> **Data section**
***
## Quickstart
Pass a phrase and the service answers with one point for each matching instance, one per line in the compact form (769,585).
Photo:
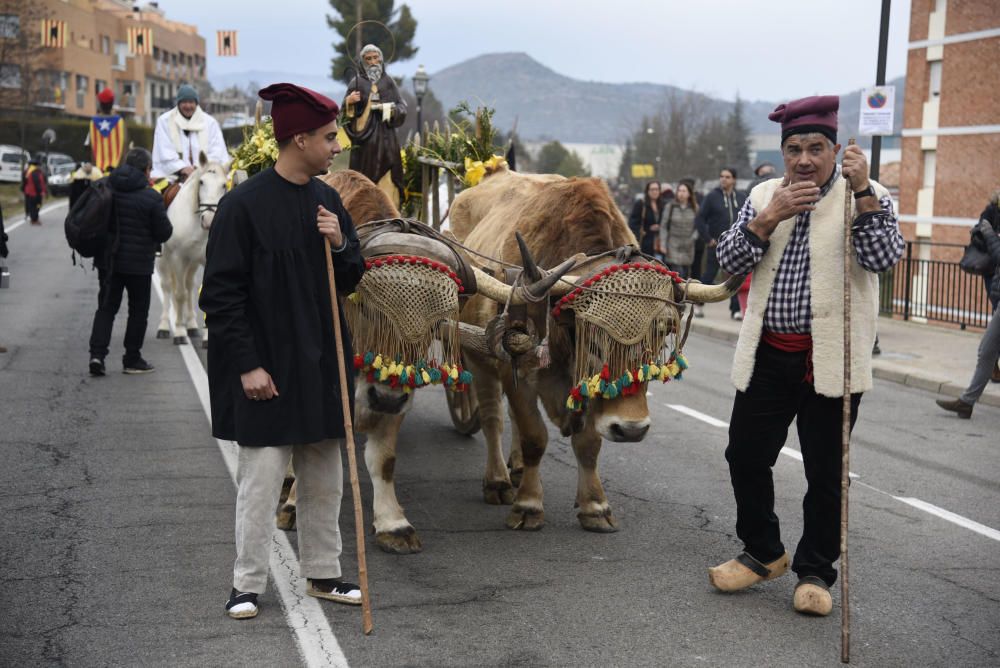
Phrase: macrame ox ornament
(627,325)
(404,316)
***
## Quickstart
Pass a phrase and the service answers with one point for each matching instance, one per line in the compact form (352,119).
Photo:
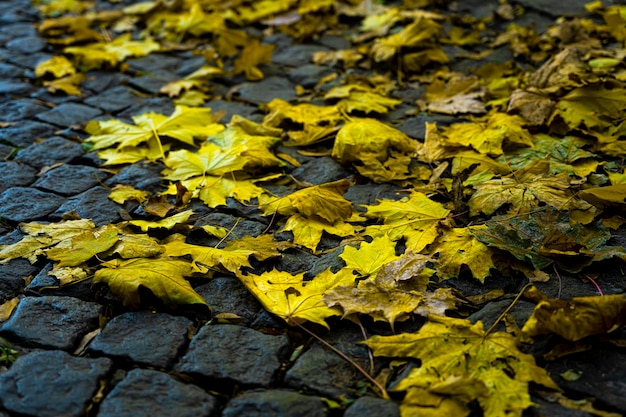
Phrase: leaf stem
***
> **Written request**
List every line of the data that contains the word "form", copying each line in full.

> **Reply to the task**
Pass a phrase and the service answers with one point for each matching instance, one per line in the compact form (769,585).
Pass a phrase and the service answers with one point for each matching instance, one per line in the compact form (352,119).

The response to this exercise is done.